*Records drawn from a dataset*:
----------

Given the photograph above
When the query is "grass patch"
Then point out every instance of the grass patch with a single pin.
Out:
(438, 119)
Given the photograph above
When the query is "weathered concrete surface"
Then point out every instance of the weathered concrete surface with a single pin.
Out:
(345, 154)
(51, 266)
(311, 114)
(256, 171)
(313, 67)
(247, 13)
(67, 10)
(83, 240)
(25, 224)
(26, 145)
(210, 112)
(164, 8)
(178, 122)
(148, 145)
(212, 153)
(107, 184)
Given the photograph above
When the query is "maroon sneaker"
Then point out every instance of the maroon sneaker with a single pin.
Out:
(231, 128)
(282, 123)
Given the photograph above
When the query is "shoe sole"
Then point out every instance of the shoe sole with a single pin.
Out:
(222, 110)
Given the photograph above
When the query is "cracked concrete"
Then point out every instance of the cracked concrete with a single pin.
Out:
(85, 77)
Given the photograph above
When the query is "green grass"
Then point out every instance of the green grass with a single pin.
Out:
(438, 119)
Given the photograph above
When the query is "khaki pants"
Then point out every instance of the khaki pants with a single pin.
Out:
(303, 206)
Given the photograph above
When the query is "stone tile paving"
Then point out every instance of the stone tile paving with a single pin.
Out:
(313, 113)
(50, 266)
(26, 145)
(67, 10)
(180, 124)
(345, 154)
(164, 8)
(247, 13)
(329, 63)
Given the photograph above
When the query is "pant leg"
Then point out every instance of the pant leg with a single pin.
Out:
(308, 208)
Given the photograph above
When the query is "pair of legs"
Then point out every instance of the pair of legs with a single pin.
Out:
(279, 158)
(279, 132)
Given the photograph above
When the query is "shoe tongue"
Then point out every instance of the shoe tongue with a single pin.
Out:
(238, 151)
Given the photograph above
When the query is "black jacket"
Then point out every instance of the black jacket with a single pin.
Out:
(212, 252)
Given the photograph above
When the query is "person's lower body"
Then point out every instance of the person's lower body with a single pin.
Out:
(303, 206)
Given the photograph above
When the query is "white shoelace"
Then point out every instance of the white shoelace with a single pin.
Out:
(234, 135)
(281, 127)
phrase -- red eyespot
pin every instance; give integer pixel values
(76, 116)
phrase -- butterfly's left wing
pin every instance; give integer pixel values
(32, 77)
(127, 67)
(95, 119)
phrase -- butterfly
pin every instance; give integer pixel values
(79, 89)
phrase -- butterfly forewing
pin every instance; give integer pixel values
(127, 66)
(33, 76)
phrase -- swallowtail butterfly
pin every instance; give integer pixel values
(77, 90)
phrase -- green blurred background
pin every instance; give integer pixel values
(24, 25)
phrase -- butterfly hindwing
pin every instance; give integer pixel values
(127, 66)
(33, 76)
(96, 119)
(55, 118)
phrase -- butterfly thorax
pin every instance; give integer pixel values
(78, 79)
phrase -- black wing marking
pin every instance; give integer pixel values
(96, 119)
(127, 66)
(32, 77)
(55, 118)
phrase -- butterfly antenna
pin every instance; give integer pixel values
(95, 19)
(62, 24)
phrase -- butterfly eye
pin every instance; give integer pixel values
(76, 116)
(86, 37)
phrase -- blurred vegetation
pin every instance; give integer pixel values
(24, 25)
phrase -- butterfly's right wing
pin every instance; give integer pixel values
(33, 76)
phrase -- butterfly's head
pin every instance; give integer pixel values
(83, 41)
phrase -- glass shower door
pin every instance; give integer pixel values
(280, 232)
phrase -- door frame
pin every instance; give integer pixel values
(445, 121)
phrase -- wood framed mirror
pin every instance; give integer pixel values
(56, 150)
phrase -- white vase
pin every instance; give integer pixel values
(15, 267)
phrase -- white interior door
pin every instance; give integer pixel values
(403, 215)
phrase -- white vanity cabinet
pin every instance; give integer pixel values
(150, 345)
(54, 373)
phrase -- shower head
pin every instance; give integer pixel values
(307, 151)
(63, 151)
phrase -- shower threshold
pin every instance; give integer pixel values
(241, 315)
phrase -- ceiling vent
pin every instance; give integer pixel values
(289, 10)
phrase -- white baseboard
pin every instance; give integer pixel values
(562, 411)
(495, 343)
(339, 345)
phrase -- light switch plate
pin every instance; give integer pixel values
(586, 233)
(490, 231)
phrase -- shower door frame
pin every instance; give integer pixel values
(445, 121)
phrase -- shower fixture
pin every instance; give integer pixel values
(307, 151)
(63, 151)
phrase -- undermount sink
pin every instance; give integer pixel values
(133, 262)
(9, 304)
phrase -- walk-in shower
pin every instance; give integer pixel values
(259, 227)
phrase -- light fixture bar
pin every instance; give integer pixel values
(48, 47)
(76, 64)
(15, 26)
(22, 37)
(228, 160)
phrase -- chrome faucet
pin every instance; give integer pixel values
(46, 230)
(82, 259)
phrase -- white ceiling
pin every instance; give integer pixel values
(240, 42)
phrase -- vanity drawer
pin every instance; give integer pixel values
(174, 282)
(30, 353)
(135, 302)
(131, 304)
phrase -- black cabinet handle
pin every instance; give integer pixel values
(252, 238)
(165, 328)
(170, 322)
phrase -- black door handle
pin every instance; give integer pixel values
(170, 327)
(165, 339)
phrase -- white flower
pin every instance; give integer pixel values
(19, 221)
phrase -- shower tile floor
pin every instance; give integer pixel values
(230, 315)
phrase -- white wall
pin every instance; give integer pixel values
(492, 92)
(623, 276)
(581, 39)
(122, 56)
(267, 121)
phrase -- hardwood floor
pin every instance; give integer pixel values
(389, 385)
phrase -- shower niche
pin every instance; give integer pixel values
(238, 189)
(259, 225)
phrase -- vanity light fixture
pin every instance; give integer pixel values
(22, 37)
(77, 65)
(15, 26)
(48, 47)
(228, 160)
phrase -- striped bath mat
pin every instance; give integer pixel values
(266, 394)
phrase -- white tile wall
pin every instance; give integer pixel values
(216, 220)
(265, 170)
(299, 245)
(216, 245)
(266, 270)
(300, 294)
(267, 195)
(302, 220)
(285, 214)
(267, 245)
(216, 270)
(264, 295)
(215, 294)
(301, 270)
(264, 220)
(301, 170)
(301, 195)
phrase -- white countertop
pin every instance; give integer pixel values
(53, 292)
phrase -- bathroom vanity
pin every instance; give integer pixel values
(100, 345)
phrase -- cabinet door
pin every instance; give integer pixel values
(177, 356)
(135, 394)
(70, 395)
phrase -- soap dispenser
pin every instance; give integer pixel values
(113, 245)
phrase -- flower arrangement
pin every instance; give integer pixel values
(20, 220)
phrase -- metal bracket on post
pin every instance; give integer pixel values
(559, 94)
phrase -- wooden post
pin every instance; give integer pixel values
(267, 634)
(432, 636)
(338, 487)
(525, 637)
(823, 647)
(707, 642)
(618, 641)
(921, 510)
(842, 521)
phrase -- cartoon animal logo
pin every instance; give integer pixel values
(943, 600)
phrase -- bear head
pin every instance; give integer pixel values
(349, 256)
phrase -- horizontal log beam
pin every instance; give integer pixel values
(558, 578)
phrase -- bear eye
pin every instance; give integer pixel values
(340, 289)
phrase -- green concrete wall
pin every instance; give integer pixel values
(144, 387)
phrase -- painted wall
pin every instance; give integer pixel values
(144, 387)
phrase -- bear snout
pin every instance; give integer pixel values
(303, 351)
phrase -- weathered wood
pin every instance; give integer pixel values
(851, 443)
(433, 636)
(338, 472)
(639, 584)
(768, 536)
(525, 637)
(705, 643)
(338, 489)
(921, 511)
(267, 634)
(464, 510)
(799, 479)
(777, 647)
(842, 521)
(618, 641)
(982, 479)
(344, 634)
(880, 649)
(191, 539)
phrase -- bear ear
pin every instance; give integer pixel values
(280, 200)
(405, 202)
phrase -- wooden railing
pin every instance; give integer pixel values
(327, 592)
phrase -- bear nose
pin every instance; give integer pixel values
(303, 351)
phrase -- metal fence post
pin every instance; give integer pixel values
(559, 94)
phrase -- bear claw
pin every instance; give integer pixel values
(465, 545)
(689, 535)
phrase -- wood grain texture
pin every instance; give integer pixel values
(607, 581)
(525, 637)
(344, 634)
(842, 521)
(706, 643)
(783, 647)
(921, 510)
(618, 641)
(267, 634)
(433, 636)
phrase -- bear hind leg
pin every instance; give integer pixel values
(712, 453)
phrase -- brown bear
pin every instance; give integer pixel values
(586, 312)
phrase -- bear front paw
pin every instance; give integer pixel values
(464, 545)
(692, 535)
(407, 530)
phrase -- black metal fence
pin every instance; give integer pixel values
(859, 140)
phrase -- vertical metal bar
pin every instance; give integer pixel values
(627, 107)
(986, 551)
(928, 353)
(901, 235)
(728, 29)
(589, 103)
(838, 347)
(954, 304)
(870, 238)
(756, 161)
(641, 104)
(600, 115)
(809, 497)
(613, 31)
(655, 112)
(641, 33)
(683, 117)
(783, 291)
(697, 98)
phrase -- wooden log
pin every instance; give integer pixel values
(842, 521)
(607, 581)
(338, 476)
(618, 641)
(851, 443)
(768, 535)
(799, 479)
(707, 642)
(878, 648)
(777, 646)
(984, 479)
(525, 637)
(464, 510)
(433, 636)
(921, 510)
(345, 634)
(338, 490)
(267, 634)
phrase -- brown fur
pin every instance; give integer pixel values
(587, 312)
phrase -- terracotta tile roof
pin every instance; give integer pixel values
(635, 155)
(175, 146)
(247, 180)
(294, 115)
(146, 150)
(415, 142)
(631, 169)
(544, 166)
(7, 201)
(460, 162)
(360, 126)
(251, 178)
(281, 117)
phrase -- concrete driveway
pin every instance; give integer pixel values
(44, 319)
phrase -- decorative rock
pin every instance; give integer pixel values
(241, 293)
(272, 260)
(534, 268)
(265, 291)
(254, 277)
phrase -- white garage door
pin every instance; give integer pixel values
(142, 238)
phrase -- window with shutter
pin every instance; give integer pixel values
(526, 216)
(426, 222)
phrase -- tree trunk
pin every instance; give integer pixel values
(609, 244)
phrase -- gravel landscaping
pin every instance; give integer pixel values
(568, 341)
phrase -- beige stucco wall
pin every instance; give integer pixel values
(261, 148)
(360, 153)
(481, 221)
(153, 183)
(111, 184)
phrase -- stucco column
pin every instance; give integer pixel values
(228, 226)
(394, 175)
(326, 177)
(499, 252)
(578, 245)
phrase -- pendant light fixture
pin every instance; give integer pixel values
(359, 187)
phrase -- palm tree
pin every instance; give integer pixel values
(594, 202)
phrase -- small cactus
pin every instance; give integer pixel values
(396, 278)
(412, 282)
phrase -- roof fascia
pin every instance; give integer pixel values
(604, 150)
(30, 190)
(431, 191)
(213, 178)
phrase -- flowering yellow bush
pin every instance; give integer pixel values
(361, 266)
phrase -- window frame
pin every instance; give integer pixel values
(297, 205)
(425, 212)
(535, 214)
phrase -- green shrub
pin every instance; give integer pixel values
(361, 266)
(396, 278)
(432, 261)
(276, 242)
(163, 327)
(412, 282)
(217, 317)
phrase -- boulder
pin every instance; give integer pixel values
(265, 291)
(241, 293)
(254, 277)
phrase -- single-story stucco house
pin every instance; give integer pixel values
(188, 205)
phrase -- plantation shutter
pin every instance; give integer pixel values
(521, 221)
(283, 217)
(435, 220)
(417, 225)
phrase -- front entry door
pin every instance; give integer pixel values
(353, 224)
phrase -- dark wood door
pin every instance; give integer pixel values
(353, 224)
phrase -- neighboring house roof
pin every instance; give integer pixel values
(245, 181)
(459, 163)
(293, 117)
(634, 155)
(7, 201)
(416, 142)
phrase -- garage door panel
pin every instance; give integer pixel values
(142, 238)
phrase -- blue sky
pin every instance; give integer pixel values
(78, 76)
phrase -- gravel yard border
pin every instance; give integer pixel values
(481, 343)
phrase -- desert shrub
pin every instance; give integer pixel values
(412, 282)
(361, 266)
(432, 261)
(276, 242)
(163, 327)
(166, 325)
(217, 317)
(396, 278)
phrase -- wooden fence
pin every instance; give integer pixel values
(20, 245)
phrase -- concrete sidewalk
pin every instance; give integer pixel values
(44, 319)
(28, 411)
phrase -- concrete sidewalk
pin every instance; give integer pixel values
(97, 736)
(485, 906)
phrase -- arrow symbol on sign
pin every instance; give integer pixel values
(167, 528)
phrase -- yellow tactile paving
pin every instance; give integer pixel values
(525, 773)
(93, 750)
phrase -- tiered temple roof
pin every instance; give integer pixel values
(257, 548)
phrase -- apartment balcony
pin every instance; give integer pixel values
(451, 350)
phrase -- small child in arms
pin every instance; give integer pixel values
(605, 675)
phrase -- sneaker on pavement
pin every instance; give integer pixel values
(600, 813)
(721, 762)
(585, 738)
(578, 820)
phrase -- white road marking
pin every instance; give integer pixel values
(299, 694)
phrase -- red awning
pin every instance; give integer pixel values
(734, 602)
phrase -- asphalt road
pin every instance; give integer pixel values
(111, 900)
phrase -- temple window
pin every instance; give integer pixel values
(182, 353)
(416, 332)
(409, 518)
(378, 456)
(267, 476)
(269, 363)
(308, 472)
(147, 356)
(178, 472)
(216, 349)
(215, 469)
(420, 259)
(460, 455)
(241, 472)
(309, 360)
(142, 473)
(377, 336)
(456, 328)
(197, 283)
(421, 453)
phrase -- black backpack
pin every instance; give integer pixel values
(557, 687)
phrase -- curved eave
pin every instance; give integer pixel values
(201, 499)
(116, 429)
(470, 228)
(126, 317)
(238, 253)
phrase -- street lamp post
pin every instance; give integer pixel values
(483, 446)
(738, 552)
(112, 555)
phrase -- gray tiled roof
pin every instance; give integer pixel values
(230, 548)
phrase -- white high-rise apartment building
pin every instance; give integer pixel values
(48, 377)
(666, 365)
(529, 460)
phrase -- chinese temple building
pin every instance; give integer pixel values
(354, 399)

----------

*AIM OF THE EXERCISE*: Pull out all lines of the data with the string "paving".

*OUTPUT FOR THIS EXERCISE*:
When the query is "stone tile paving"
Then point out every instance of the stone tile paving with a single pin.
phrase -- yellow tactile paving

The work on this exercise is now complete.